Set of tasks:
A. In the algebra problem, which method does the solution apply to the expression for x?
B. Repeat the algebra problem word for word, starting with "If $x,y$ and" and going on through "of the above.".

Are you good at manipulating?

Algebra Level 2

$x=\dfrac {a-b}{a+b} \quad,\quad y=\dfrac {b-c}{b+c}\quad,\quad z=\dfrac {c-a}{c+a}.$

If $x,y$ and $z$ satisfy the equations above, then express $\dfrac {(1+x)(1+y)(1+z)}{(1-x)(1-y)(1-z)}$

in terms of $a,b$ and $c$ .

-1

0

1

None of the above.

abc

(abc)^{2}

1 solution

Surya Prakash
Oct 20, 2015

Since, $x= \dfrac{a-b}{a+b}$ . Applying Componendo and Dividendo to that we get

$\dfrac{1+x}{1-x} = \dfrac{\left(a+b \right)+ \left(a-b \right)}{\left(a+b \right) - \left(a-b \right)} = \dfrac{a}{b}$

Similarly,

$\dfrac{1+y}{1-y} = \dfrac{b}{c}$ $\dfrac{1+z}{1-z} = \dfrac{c}{a}$

So, multiplying all we get,

$\dfrac{\left(1+x \right) \left(1+y \right) \left(1+z \right)}{\left(1-x \right) \left(1-y \right) \left(1-z \right)} = \dfrac{a}{b} \times \dfrac{b}{c} \times \dfrac{c}{a} = \boxed{1}$

Componendo and Dividendo

Moderator note:

Good use of one of my favorite identities.

Listed entries:

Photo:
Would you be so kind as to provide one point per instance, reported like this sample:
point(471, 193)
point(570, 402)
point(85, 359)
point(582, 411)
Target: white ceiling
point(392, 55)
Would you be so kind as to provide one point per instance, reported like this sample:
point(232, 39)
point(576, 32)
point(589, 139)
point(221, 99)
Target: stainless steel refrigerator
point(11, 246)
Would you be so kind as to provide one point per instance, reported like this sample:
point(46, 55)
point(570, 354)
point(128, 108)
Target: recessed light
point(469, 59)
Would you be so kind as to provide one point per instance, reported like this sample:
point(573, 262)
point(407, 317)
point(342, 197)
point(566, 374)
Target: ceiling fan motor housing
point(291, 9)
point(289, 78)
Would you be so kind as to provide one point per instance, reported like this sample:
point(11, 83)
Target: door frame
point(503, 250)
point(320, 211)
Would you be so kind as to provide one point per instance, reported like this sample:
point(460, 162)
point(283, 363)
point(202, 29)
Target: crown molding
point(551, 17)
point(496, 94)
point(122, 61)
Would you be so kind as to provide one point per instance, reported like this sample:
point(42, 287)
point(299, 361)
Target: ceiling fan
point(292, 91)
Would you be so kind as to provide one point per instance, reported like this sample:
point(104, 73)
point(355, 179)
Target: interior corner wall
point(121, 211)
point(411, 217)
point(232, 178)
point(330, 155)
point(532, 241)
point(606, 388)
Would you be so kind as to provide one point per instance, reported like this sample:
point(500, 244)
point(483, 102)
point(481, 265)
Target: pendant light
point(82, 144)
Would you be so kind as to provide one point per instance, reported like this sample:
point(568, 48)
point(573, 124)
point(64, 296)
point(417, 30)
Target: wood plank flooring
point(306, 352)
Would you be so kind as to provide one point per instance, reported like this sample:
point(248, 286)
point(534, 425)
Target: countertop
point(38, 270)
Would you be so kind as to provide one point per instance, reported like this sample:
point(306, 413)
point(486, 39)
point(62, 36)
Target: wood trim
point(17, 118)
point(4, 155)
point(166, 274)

Answers below:
A. Componendo and Dividendo

B.
If $x,y$ and $z$ satisfy the equations above, then express $\dfrac {(1+x)(1+y)(1+z)}{(1-x)(1-y)(1-z)}$

in terms of $a,b$ and $c$ .

-1

0

1

None of the above.